It is estimated there are about two million people living with sight loss in the UK today. The difficulties they experience range from reading a newspaper to severe visual impairment. Within this number, visual impairment affects about 10 per cent of those aged 65 to 75, and 20 per cent aged 75 and over.
In 2017, there were just shy of 12 million people aged 65 years and over. Indeed, a 2016 government survey, titled ‘The future of an ageing population’, predicted that by 2040, nearly one in seven people would be aged 75 and over. As eye health care providers, we cannot ignore these statistics.
Before the pandemic, low vision services throughout the UK were inconsistent; some countries provide this in secondary care, some via charities and others by community optical practices.
The Clinical Council for Eye Health Commissioning (CCEHC) in England recently conducted a survey highlighting the need for change. It recommended that low vision services be included in system recovery and transformation planning. As dispensing opticians, low vision is one our core competencies so we are well placed to help with this.
We can help patients to live independently at home by providing advice on lighting, adaptations, low vision aids and IT. If this service is available in local communities, it will not only be easily accessible for the patient but it will also free capacity in secondary care in some areas.
━━━━━━━━━━━━━━━━
Study questions ▸
(1) In the low vision passage, why are dispensing opticians described as well placed to help improve low vision services? Answer in one to three sentences.
(2) Resume the low vision passage after its final sentence.
The listing after the low vision passage is not needed.

Source material ▸
━━━━━━━━━━━━━━━━
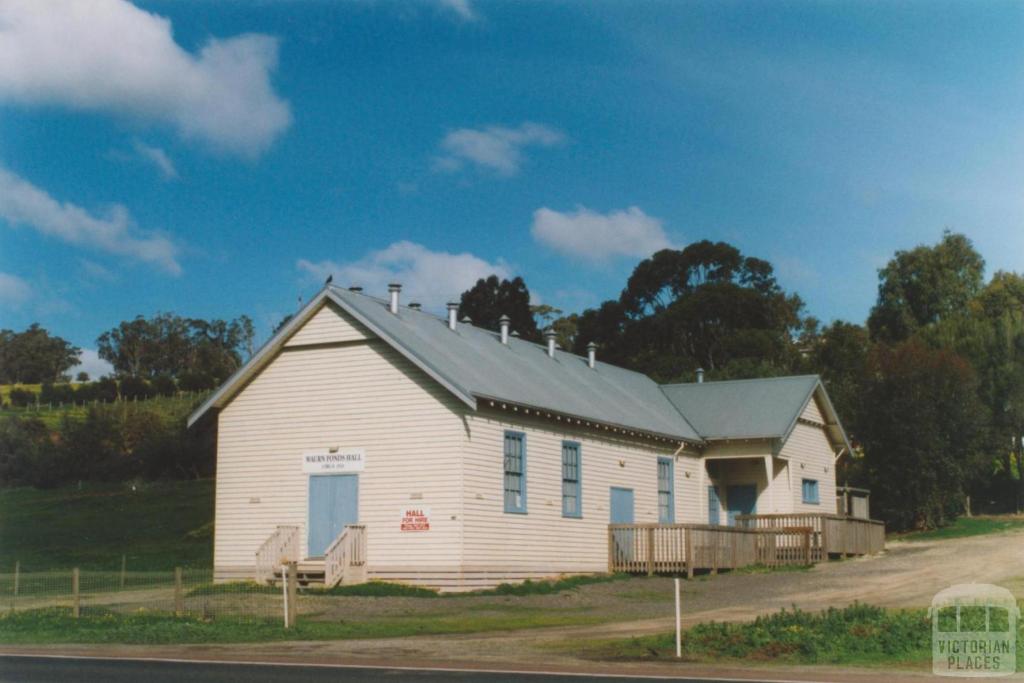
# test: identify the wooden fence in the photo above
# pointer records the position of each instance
(765, 540)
━━━━━━━━━━━━━━━━
Your written answers ▸
(1) Dispensing opticians are well placed because low vision is one of their core competencies. That positions them to act on the CCEHC survey's recommendation that low vision services be included in system recovery and transformation planning.

(2)
ABDO has been working with CCEHC in England and together, we have asked NHS England to consider the results of the aforementioned survey with a view to delivering a national low vision service within England. We are also working with the Scottish government on implementing a national low vision service and are happy to see more DOs in Wales participating in their national low vision service.
I urge you and your practice team to update yourselves with all the latest information, and get involved if there is a low vision service in your area. There are many CPD articles and webinars available, along with advice about business models that your practice can benefit from.
We cannot be complacent; we all have the knowledge, location and means we need to make a difference for people with low vision.